- WHAT YOU NEED TO DO
Rewrite every line of the records below as a JSON list of strings, one string per line, leaving out any blank lines.
▬▬▬▬▬▬
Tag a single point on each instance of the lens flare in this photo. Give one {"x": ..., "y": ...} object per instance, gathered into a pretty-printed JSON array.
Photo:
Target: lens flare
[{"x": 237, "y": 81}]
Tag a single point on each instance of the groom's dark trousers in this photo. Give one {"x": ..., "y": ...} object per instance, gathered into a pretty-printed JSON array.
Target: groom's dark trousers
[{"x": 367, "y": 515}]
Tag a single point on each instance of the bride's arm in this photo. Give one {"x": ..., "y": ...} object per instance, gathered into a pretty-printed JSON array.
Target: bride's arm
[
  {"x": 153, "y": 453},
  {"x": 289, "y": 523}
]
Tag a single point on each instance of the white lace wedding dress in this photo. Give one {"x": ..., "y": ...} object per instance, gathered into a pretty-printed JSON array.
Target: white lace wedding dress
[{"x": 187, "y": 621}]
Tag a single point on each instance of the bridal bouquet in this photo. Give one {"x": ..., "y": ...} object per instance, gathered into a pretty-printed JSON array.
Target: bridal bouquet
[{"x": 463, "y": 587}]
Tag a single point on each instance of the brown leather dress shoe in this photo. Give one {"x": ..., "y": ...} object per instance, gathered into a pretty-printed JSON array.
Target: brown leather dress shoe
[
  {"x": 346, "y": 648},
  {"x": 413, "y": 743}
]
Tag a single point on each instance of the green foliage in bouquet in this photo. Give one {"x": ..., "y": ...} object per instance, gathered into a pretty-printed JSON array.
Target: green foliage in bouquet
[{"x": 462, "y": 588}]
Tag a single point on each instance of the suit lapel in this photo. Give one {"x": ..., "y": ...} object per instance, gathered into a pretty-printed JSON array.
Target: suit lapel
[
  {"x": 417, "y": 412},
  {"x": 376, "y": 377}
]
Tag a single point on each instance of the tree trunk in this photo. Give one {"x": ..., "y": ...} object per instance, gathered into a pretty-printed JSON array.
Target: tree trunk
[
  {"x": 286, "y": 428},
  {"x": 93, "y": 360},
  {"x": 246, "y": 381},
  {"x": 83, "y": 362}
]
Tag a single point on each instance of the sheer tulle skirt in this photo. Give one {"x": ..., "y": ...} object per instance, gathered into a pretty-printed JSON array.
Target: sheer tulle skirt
▬▬▬▬▬▬
- TASK RESULT
[
  "Tag a single point on each instance of the lens flare in this photo. Give one {\"x\": ..., \"y\": ...} object per instance, gathered into a pretty-printed JSON array.",
  "Photo:",
  "Target: lens flare",
  "[{\"x\": 237, \"y\": 81}]",
  "Tag a single point on each instance of the groom's dark trousers in this photo. Give one {\"x\": ..., \"y\": ...} object per instance, gathered into a pretty-printed JSON array.",
  "Target: groom's dark trousers",
  "[{\"x\": 367, \"y\": 515}]",
  "Tag a single point on each instance of the bride's arm in this photo. Give one {\"x\": ..., \"y\": ...} object per instance, gathered into a pretty-printed JSON array.",
  "Target: bride's arm",
  "[",
  "  {\"x\": 153, \"y\": 453},",
  "  {\"x\": 289, \"y\": 523}",
  "]",
  "Tag a single point on each instance of the white lace wedding dress in this photo. Give one {\"x\": ..., \"y\": ...} object per instance, gathered into a pretty-printed JSON array.",
  "Target: white lace wedding dress",
  "[{\"x\": 187, \"y\": 621}]",
  "Tag a single point on each instance of the bridal bouquet in this photo. Give one {\"x\": ..., \"y\": ...} object per instance, gathered into a pretty-printed JSON array.",
  "Target: bridal bouquet",
  "[{\"x\": 463, \"y\": 587}]",
  "Tag a single point on each instance of the brown leather dress shoe in this photo. Give one {\"x\": ..., \"y\": ...} object per instance, gathered into a pretty-printed JSON array.",
  "Target: brown leather dress shoe",
  "[",
  "  {\"x\": 346, \"y\": 648},",
  "  {\"x\": 413, \"y\": 743}",
  "]",
  "Tag a single point on each instance of the green foliage in bouquet in this photo. Give one {\"x\": ..., \"y\": ...} object per instance, gathered into a pretty-printed JSON array.",
  "Target: green foliage in bouquet",
  "[{\"x\": 462, \"y\": 588}]",
  "Tag a single point on each instance of the suit lapel in this photo. Give one {\"x\": ..., \"y\": ...} object per instance, gathered into a pretty-printed JSON array.",
  "Target: suit lapel",
  "[",
  "  {\"x\": 417, \"y\": 412},",
  "  {\"x\": 376, \"y\": 377}",
  "]",
  "Tag a single point on each instance of the tree trunk in this photo. Give one {\"x\": ..., \"y\": ...} object per instance, gathered into a pretty-printed JSON array.",
  "Target: tree trunk",
  "[",
  "  {\"x\": 286, \"y\": 428},",
  "  {\"x\": 93, \"y\": 360},",
  "  {\"x\": 246, \"y\": 381},",
  "  {\"x\": 83, \"y\": 362}",
  "]",
  "Tag a single point on each instance of the sheer tulle skirt in this photo. Give one {\"x\": ..., \"y\": ...} object per instance, gathered into a pretty-printed JSON array.",
  "Target: sheer tulle skirt"
]